Spatial localization data
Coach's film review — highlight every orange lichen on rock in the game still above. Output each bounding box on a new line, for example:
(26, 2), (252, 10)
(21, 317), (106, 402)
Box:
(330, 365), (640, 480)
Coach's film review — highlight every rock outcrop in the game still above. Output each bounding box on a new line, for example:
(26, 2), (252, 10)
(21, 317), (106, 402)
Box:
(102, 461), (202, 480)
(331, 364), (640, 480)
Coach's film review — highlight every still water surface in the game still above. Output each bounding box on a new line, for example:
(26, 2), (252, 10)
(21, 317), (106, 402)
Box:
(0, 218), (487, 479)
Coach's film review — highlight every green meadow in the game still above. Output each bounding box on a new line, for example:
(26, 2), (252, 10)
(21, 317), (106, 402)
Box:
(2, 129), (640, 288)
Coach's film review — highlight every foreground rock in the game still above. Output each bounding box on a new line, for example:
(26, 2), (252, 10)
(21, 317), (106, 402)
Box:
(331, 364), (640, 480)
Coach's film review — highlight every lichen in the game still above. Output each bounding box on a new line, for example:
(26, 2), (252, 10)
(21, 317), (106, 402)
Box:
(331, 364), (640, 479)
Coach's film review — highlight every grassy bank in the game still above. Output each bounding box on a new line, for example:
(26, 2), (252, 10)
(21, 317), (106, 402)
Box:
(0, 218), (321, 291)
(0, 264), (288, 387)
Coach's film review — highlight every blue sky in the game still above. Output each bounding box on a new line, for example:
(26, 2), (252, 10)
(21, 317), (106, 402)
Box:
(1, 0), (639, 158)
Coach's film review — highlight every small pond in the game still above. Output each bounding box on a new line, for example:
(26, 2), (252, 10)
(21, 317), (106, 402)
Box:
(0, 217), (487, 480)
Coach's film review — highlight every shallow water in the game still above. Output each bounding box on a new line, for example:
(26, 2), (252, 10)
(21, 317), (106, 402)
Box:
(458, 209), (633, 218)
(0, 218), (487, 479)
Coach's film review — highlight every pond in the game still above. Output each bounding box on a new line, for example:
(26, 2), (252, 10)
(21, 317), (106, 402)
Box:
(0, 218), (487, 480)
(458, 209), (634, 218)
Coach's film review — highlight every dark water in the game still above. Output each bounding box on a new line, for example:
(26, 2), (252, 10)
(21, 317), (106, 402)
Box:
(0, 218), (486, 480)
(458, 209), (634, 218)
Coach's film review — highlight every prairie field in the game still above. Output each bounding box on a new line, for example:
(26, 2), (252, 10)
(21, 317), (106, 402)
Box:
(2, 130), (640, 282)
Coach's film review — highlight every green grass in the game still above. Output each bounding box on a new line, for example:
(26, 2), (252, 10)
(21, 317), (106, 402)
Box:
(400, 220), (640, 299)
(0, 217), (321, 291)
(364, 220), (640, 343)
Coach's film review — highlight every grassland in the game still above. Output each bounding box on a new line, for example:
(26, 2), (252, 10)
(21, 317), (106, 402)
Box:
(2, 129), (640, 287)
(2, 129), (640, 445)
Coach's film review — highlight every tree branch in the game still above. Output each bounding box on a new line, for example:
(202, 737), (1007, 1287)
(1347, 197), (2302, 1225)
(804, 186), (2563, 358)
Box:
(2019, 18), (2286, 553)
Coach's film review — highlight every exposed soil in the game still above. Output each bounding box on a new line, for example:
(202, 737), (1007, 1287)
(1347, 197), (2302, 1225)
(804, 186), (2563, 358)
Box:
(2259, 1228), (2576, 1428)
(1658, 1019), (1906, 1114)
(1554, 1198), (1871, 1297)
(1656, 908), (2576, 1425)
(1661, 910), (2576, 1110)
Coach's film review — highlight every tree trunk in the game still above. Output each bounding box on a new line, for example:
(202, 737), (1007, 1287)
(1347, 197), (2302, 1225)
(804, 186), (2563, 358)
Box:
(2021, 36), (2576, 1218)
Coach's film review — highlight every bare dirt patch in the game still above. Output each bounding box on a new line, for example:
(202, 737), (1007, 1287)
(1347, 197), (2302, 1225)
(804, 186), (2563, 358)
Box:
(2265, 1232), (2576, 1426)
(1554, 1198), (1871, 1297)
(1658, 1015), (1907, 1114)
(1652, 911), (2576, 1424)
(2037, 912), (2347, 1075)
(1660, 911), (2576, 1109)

### WHAT THIS TASK INVOLVES:
After checking the entries, state how many lines contain "tree", and write nothing but the number.

### SOLUTION TO THIS EXERCISE:
2